TEXT:
+++++
I cannot reproduce it by self with self built llvm (11, 12, 13, 14).
But I can reproduce it with an upstream built llvm12.

/bin/clang \
         -I. \
         -I/home/yhs/work/bpf-next/tools/include/uapi/ \
         -I/home/yhs/work/bpf-next/tools/lib/bpf/ \
         -I/home/yhs/work/bpf-next/tools/lib \
         -g -O2 -Wall -target bpf -c skeleton/pid_iter.bpf.c -o 
pid_iter.bpf.o && llvm-strip -g pid_iter.bpf.o
   GEN     pid_iter.skel.h
libbpf: elf: skipping unrecognized data section(11) .eh_frame
libbpf: elf: skipping relo section(12) .rel.eh_frame for section(11) 
.eh_frame

> If there is a fix indeed let's backport it to llvm 11. The user
> experience matters.
> It could be llvm configuration too.
> I'm guessing some build flags might influence default settings
> for unwind tables.
> 
> Yonghong, can we make bpf backend to ignore needsUnwindTableEntry ?

Sure. I will try to get upstream build flags, reproduce and fix it
in llvm.

^ permalink raw reply	[flat|nested] 12+ messages in thread

* Re: [PATCH bpf-next v2] libbpf: ignore .eh_frame sections when parsing elf files
  2021-09-02 21:54           ` Yonghong Song
@ 2021-09-02 22:08             ` Toke Høiland-Jørgensen
  2021-09-07 19:15               ` Yonghong Song
  0 siblings, 1 reply; 12+ messages in thread
From: Toke Høiland-Jørgensen @ 2021-09-02 22:08 UTC (permalink / raw)
+++++
EXERCISE SET:
1: In the rows, rewrite the lines between the one holding "the cow nose" and the one holding "[[137, 253], [99, 262], [144, 275], [249, 234]]", inclusive, as a JSON list of strings with one string per line and blank lines left out.
2: Extend the mailing-list thread about libbpf and .eh_frame sections, picking up after its last line.
The thread and the rows have no connection to each other.

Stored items
+++++
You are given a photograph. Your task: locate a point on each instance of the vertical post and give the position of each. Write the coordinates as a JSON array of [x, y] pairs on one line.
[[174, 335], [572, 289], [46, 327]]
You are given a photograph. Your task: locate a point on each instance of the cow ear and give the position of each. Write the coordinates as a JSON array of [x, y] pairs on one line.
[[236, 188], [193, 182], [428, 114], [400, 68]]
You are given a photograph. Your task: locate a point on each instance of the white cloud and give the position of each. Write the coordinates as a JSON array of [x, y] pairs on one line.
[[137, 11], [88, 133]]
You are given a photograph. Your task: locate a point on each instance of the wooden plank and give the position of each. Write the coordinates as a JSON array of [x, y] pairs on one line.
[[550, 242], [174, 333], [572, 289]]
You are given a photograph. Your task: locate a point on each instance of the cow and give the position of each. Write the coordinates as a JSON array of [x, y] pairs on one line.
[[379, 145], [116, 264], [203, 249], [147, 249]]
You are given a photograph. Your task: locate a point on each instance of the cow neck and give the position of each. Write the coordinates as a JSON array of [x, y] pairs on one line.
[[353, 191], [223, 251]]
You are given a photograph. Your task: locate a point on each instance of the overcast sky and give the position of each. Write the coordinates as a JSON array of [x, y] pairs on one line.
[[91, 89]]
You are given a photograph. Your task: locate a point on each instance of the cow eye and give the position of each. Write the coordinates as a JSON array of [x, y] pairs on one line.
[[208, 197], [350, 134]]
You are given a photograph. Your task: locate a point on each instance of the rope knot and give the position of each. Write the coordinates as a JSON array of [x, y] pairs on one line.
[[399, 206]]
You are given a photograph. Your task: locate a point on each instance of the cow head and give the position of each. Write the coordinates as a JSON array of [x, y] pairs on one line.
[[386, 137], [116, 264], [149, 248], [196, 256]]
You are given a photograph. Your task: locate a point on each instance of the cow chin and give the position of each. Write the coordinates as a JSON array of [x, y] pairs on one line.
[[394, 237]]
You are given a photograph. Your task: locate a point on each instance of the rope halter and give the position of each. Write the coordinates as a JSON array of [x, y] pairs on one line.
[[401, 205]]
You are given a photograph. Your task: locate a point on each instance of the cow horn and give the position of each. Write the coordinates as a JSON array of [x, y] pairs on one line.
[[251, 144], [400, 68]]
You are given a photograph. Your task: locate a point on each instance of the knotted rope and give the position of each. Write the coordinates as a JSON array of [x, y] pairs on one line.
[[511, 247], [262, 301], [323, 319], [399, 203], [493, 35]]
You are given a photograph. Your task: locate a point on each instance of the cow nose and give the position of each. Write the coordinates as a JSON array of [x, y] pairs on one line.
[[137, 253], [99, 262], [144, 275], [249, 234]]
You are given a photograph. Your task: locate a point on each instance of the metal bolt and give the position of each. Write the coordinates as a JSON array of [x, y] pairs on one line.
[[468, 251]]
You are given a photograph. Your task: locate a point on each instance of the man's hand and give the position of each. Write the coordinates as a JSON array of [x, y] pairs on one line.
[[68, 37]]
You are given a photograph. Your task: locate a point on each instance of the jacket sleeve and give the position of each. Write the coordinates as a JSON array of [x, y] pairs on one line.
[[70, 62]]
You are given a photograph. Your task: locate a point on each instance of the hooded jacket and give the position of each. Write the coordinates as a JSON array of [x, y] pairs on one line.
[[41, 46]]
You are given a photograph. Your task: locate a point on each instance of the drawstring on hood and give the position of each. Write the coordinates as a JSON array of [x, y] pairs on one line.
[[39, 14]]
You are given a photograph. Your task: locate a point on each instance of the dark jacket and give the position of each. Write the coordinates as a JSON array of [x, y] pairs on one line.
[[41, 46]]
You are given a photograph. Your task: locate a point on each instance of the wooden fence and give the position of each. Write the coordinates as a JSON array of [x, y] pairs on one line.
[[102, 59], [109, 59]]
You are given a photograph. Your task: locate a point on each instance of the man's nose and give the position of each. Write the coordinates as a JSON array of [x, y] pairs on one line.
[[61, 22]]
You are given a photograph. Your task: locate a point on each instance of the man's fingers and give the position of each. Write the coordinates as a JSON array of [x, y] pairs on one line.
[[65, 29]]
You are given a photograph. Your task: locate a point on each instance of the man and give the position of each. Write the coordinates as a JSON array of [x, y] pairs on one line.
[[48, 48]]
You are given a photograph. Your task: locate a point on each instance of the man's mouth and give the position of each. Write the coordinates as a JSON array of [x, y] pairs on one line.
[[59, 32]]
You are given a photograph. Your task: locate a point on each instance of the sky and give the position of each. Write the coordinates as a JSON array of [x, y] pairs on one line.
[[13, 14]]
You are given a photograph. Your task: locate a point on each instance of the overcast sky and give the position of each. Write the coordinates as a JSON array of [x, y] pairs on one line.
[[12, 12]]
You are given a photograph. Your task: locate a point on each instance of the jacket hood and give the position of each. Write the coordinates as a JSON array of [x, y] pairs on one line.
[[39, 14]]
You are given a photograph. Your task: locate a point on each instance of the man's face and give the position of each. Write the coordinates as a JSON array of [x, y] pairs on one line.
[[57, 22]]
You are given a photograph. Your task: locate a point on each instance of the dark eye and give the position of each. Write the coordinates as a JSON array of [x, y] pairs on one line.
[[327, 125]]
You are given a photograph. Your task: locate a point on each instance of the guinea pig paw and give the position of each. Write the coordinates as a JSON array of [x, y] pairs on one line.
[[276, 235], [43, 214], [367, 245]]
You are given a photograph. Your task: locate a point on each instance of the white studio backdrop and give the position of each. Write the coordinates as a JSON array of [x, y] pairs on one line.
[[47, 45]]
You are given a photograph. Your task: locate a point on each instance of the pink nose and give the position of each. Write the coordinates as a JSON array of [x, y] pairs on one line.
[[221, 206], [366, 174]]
+++++
PER-TASK ANSWERS:
1:
[
  "You are given a photograph. Your task: locate a point on each instance of the cow nose and give the position of each. Write the coordinates as a JSON array of [x, y] pairs on one line.",
  "[[137, 253], [99, 262], [144, 275], [249, 234]]"
]

2:
  To: Yonghong Song, Alexei Starovoitov
  Cc: Andrii Nakryiko, Alexei Starovoitov, Daniel Borkmann,
	Andrii Nakryiko, Martin KaFai Lau, Song Liu, John Fastabend,
	KP Singh, Stanislav Fomichev, bpf

Yonghong Song <yhs@fb.com> writes:

> On 9/2/21 12:32 PM, Alexei Starovoitov wrote:
>> On Thu, Sep 2, 2021 at 10:08 AM Toke Høiland-Jørgensen <toke@redhat.com> wrote:
>>>
>>> Yonghong Song <yhs@fb.com> writes:
>>>
>>>> On 8/31/21 3:28 AM, Toke Høiland-Jørgensen wrote:
>>>>> Andrii Nakryiko <andrii.nakryiko@gmail.com> writes:
>>>>>
>>>>>> On Thu, Aug 26, 2021 at 5:10 AM Toke Høiland-Jørgensen <toke@redhat.com> wrote:
>>>>>>>
>>>>>>> When .eh_frame and .rel.eh_frame sections are present in BPF object files,
>>>>>>> libbpf produces errors like this when loading the file:
>>>>>>>
>>>>>>> libbpf: elf: skipping unrecognized data section(32) .eh_frame
>>>>>>> libbpf: elf: skipping relo section(33) .rel.eh_frame for section(32) .eh_frame
>>>>>>>
>>>>>>> It is possible to get rid of the .eh_frame section by adding
>>>>>>> -fno-asynchronous-unwind-tables to the compilation, but we have seen
>>>>>>> multiple examples of these sections appearing in BPF files in the wild,
>>>>>>> most recently in samples/bpf, fixed by:
>>>>>>> 5a0ae9872d5c ("bpf, samples: Add -fno-
>> /to BPF Clang invocation")
>>>>>>>
>>>>>>> While the errors are technically harmless, they look odd and confuse users.
>>>>>>
>>>>>> These warnings point out invalid set of compiler flags used for
>>>>>> compiling BPF object files, though. Which is a good thing and should
>>>>>> incentivize anyone getting those warnings to check and fix how they do
>>>>>> BPF compilation. Those .eh_frame sections shouldn't be present in BPF
>>>>>> object files at all, and that's what libbpf is trying to say.
>>>>>
>>>>> Apart from triggering that warning, what effect does this have, though?
>>>>> The programs seem to work just fine (as evidenced by the fact that
>>>>> samples/bpf has been built this way for years, for instance)...
>>>>>
>>>>> Also, how is a user supposed to go from that cryptic error message to
>>>>> figuring out that it has something to do with compiler flags?
>>>>>
>>>>>> I don't know exactly in which situations that .eh_frame section is
>>>>>> added, but looking at our selftests (and now samples/bpf as well),
>>>>>> where we use -target bpf, we don't need
>>>>>> -fno-asynchronous-unwind-tables at all.
>>>>>
>>>>> This seems to at least be compiler-dependent. We ran into this with
>>>>> bpftool as well (for the internal BPF programs it loads whenever it
>>>>> runs), which already had '-target bpf' in the Makefile. We're carrying
>>>>> an internal RHEL patch adding -fno-asynchronous-unwind-tables to the
>>>>> bpftool build to fix this...
>>>>
>>>> I haven't seen an instance of .eh_frame as well with -target bpf.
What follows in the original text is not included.